- [TO DO]: Locate the line that contains "of the dish". Reproduce it and all following lines up to the end of the material, exactly and with nothing added.

[Excerpts of pointing data]
-.-.-
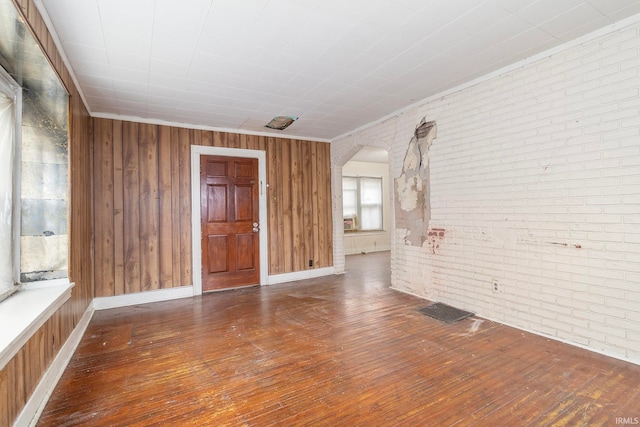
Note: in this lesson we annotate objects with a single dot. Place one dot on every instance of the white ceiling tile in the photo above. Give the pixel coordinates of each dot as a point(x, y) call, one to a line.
point(186, 14)
point(129, 77)
point(80, 33)
point(514, 6)
point(86, 53)
point(611, 7)
point(545, 10)
point(571, 20)
point(121, 59)
point(338, 64)
point(70, 11)
point(503, 29)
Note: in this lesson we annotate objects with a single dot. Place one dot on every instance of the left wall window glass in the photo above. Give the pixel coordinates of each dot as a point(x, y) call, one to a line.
point(40, 167)
point(9, 103)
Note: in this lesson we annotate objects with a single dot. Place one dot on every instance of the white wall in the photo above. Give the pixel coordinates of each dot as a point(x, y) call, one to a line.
point(374, 241)
point(535, 180)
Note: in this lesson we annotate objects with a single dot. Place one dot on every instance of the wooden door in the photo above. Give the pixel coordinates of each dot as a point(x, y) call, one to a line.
point(230, 222)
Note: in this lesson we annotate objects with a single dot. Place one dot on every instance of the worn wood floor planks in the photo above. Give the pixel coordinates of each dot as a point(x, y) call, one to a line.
point(336, 351)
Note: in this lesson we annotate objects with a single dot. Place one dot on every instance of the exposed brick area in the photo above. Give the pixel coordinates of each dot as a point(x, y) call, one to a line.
point(535, 176)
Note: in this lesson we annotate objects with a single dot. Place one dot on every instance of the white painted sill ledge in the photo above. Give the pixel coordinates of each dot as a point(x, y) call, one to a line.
point(23, 313)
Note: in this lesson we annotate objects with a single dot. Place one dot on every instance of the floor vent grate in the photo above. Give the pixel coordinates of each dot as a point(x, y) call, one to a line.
point(445, 313)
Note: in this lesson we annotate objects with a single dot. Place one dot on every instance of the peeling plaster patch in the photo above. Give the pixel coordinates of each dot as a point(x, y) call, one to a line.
point(413, 207)
point(436, 236)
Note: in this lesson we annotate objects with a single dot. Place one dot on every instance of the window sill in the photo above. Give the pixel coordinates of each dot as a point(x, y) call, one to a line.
point(354, 233)
point(23, 313)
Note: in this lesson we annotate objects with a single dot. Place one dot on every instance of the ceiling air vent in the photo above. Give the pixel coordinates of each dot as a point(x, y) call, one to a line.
point(280, 122)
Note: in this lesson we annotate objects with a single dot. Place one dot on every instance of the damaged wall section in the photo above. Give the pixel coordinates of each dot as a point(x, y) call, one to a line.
point(413, 207)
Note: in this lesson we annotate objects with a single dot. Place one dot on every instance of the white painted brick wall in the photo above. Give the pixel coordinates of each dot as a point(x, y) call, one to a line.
point(535, 176)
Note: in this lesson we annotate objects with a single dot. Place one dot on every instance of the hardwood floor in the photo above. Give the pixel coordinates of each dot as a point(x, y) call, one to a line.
point(338, 351)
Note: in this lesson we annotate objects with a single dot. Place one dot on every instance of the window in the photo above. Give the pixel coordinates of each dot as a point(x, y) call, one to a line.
point(362, 203)
point(9, 121)
point(34, 161)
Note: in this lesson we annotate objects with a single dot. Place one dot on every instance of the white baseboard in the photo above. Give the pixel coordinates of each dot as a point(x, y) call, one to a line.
point(104, 303)
point(618, 356)
point(35, 405)
point(300, 275)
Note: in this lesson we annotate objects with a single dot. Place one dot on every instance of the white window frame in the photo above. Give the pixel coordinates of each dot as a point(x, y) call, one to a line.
point(24, 313)
point(358, 214)
point(12, 90)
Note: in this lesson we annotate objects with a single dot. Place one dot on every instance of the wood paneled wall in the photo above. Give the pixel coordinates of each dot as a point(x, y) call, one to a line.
point(22, 374)
point(142, 191)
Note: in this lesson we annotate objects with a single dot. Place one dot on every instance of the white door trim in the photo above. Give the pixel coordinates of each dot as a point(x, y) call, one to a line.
point(196, 152)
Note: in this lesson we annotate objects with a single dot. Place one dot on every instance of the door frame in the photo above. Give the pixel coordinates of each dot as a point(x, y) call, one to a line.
point(196, 227)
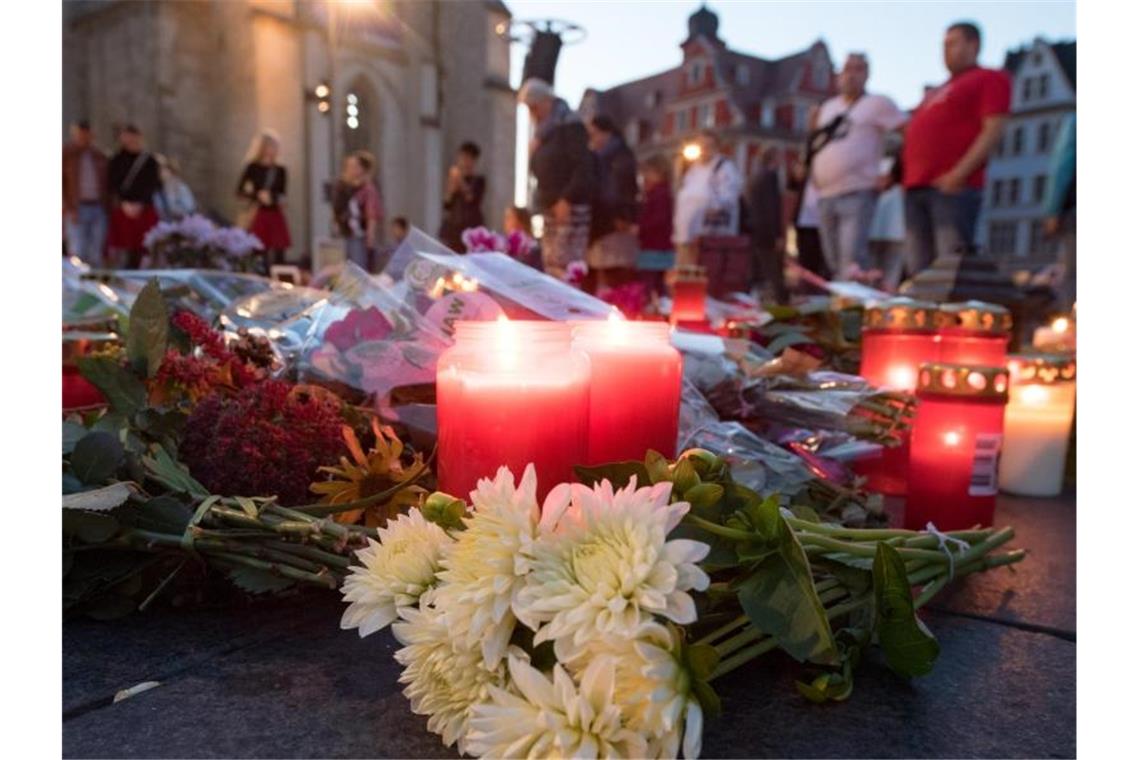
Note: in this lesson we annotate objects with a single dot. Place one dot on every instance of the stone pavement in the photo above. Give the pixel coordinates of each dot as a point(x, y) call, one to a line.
point(279, 679)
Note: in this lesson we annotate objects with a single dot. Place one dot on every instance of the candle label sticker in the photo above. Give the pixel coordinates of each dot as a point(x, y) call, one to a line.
point(455, 307)
point(984, 474)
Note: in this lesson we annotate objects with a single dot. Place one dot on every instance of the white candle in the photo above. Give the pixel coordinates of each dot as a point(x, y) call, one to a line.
point(1039, 421)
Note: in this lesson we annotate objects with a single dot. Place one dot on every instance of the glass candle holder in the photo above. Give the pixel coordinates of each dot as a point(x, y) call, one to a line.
point(634, 389)
point(511, 392)
point(1039, 422)
point(955, 443)
point(898, 336)
point(690, 288)
point(1058, 336)
point(974, 333)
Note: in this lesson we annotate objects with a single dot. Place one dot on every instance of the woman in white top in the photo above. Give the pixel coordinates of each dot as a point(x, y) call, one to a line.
point(708, 203)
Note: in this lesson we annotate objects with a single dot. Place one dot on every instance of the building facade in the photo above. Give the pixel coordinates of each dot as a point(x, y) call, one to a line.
point(1011, 228)
point(752, 103)
point(406, 80)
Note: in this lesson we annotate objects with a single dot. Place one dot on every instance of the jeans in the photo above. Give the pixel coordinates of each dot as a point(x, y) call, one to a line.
point(938, 225)
point(845, 222)
point(87, 234)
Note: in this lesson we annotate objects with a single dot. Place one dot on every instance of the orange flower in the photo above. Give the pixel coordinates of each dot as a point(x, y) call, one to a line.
point(369, 474)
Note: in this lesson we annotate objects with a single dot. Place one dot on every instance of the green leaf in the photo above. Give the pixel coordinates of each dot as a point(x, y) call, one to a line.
point(125, 393)
point(705, 500)
point(618, 473)
point(89, 526)
point(72, 434)
point(96, 457)
point(445, 511)
point(780, 597)
point(258, 581)
point(701, 660)
point(163, 514)
point(149, 324)
point(112, 606)
point(657, 466)
point(100, 499)
point(909, 646)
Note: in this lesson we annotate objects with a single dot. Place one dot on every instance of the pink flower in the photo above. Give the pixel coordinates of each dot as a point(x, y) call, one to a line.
point(519, 244)
point(630, 297)
point(358, 326)
point(576, 272)
point(480, 239)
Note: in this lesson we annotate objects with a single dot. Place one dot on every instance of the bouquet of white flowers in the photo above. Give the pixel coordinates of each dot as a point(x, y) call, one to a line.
point(591, 626)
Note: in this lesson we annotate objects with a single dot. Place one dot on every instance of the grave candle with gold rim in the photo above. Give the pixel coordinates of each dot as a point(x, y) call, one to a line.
point(898, 336)
point(974, 333)
point(955, 443)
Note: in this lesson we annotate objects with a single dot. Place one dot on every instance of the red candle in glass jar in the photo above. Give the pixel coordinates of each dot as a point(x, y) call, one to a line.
point(634, 389)
point(898, 336)
point(690, 287)
point(511, 392)
point(974, 333)
point(955, 443)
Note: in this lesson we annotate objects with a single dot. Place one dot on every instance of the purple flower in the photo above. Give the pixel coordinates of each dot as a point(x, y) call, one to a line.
point(480, 239)
point(519, 244)
point(576, 272)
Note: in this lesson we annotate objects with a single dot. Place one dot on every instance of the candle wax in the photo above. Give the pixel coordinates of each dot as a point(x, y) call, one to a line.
point(487, 421)
point(953, 465)
point(980, 350)
point(634, 401)
point(1039, 421)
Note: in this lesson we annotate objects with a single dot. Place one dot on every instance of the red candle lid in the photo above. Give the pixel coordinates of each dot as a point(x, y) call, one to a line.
point(975, 317)
point(963, 381)
point(901, 313)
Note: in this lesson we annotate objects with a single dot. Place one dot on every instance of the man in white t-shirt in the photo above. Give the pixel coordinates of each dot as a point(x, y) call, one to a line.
point(845, 172)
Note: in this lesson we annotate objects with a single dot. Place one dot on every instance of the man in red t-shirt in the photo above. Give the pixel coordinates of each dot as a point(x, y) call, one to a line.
point(945, 148)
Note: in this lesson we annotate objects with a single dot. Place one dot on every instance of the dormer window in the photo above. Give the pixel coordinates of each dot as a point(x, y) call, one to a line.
point(695, 73)
point(821, 75)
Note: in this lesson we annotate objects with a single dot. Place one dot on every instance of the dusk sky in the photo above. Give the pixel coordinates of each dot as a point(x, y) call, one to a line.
point(628, 39)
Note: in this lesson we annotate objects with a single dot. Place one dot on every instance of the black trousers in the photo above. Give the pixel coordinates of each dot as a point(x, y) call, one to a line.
point(767, 270)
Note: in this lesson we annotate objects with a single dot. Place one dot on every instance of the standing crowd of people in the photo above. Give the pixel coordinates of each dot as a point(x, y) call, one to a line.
point(880, 193)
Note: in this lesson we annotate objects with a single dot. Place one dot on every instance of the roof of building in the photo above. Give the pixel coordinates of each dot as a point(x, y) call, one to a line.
point(635, 100)
point(1065, 52)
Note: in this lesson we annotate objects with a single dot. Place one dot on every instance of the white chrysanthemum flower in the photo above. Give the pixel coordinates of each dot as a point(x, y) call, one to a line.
point(603, 565)
point(442, 679)
point(653, 688)
point(554, 718)
point(486, 566)
point(393, 572)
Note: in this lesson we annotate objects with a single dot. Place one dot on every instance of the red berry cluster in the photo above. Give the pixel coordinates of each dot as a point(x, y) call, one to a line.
point(267, 440)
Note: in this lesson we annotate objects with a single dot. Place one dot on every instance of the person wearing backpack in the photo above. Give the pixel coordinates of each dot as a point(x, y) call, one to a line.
point(612, 252)
point(845, 166)
point(708, 203)
point(132, 178)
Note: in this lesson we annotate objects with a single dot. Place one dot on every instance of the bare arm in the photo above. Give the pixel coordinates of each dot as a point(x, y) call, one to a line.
point(975, 156)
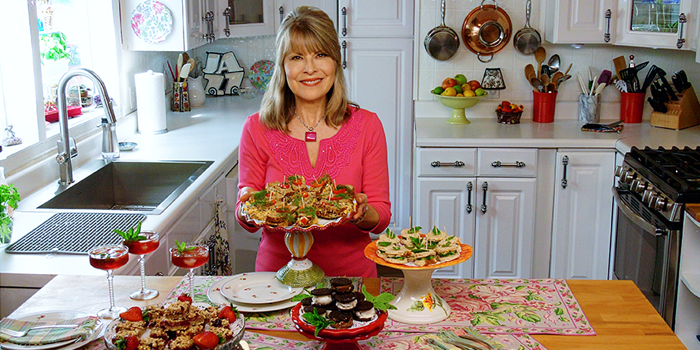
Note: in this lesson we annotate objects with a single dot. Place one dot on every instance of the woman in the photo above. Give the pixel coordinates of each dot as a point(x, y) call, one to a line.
point(306, 126)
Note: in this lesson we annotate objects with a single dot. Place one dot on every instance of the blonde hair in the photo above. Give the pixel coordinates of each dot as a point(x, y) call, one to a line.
point(304, 29)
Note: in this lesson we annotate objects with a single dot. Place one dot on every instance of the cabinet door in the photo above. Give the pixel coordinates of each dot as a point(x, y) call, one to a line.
point(379, 78)
point(284, 7)
point(582, 215)
point(505, 227)
point(655, 24)
point(372, 18)
point(448, 203)
point(579, 21)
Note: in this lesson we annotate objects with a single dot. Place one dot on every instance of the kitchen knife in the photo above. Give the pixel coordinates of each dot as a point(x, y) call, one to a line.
point(662, 75)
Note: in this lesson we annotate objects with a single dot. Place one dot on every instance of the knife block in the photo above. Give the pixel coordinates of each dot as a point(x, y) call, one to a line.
point(681, 114)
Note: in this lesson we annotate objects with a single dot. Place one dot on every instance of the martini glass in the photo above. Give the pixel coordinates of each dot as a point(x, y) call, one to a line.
point(141, 248)
point(109, 258)
point(191, 257)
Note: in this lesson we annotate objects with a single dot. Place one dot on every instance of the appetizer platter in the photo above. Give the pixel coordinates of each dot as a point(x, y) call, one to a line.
point(417, 302)
point(298, 204)
point(180, 325)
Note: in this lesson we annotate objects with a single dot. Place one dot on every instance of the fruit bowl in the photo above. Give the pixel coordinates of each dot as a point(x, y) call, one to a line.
point(458, 104)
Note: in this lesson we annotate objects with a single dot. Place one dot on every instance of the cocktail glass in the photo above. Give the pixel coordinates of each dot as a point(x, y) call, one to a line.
point(109, 258)
point(141, 248)
point(191, 257)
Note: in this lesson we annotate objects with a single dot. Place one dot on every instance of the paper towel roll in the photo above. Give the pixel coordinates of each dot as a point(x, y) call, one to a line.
point(150, 102)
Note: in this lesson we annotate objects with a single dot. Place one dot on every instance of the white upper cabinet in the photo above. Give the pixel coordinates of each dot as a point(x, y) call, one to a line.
point(642, 23)
point(375, 19)
point(238, 18)
point(284, 7)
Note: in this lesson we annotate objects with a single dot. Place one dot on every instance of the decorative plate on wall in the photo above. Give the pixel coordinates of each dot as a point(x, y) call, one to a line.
point(151, 21)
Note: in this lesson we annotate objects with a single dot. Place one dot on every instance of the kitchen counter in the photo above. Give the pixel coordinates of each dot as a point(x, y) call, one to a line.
point(620, 314)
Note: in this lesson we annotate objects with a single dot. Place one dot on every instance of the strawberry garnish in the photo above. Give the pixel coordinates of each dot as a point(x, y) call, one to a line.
point(206, 340)
point(134, 314)
point(228, 313)
point(185, 297)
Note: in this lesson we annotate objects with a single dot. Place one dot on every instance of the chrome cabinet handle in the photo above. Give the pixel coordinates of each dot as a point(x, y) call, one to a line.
point(681, 25)
point(437, 164)
point(608, 16)
point(227, 15)
point(345, 54)
point(517, 164)
point(565, 162)
point(344, 12)
point(469, 197)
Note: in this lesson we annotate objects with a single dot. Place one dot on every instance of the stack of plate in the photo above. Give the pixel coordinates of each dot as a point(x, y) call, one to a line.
point(253, 292)
point(54, 316)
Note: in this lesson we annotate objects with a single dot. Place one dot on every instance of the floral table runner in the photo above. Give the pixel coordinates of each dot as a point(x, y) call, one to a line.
point(500, 306)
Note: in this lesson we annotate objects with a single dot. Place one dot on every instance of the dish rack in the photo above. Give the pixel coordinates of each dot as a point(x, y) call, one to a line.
point(681, 114)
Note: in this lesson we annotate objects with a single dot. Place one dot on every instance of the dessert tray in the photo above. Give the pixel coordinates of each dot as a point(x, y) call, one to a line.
point(417, 303)
point(339, 338)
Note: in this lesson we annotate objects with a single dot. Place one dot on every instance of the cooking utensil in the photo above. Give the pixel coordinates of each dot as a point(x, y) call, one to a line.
point(442, 41)
point(493, 37)
point(22, 333)
point(553, 64)
point(527, 39)
point(540, 56)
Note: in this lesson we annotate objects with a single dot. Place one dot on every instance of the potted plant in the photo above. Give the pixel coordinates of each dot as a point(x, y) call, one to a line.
point(9, 197)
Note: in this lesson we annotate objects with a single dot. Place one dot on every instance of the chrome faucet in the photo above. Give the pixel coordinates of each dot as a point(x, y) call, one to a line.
point(66, 145)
-.-.-
- [SOLUTION TO THIS EXERCISE]:
Note: in this lesson we annotate objects with a single dot. Place one dot on every instance of the dish rack in the photo above. Give the pixel coordinates of each dot as a point(x, y) call, one to a line.
point(681, 114)
Note: in this lesson we annotate objects with a single dot. Place one dot on every instance of the dessert tray in the photo above. Give the pixel coordinates of each dot as a point(x, y) call, one to a line.
point(417, 303)
point(339, 338)
Note: in this lesson we annotate objects with a single dot. Place one dot on every instance of the cooking utensil in the photo above. Give the pixel coordinates of each dot as a point(x, y) call, one to a line.
point(442, 41)
point(493, 37)
point(22, 333)
point(553, 64)
point(527, 39)
point(540, 56)
Note: in this lesson we annotate objects with a single dot. Place one dot on every instance of the potted plant in the photo above. Give the pixel coordinates of each dot as a point(x, y) call, one to a line.
point(9, 197)
Note: in this lesson we annotate objects with a single dot. Place one dot on every instance of the chrome faucet in the photo above. Give the pixel coordinates of each dot as a point(x, y) call, one to a line.
point(66, 145)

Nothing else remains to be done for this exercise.